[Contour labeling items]
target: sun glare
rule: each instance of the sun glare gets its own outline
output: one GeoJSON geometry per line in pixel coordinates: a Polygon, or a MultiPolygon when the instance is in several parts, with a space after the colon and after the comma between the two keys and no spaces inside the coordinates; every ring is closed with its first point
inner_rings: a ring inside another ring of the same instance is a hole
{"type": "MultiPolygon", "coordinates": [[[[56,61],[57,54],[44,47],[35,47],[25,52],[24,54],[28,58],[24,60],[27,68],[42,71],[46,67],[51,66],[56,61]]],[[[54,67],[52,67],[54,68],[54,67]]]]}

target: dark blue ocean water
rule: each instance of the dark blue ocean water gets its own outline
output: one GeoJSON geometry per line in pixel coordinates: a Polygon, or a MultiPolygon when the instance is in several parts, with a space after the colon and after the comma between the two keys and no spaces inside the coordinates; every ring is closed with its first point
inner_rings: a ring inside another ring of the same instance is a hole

#### [Stated goal]
Can you write out every item again with "pixel coordinates" swapped for "image coordinates", keeping everything else unchanged?

#### [Response below]
target: sun glare
rule: each instance of the sun glare gets its own outline
output: one GeoJSON geometry per line in image coordinates: a Polygon, or a MultiPolygon when the instance is in several parts, with a space after the colon and after the comma between the two keys and no spaces inside the coordinates; every ring is closed with its first point
inner_rings: a ring inside another ring of the same instance is a hole
{"type": "MultiPolygon", "coordinates": [[[[56,61],[57,54],[44,47],[35,47],[25,52],[24,54],[28,58],[24,60],[27,68],[42,71],[46,67],[51,66],[56,61]]],[[[54,67],[52,67],[54,68],[54,67]]]]}

target: dark blue ocean water
rule: each instance of the dark blue ocean water gets its own outline
output: one GeoJSON geometry per line in image coordinates: a Polygon, or a MultiPolygon when the instance is in several parts, with a space after the colon and after the comma between the two keys and no spaces inside the coordinates; every ring is closed with its first point
inner_rings: a ring inside another ring of the same instance is a hole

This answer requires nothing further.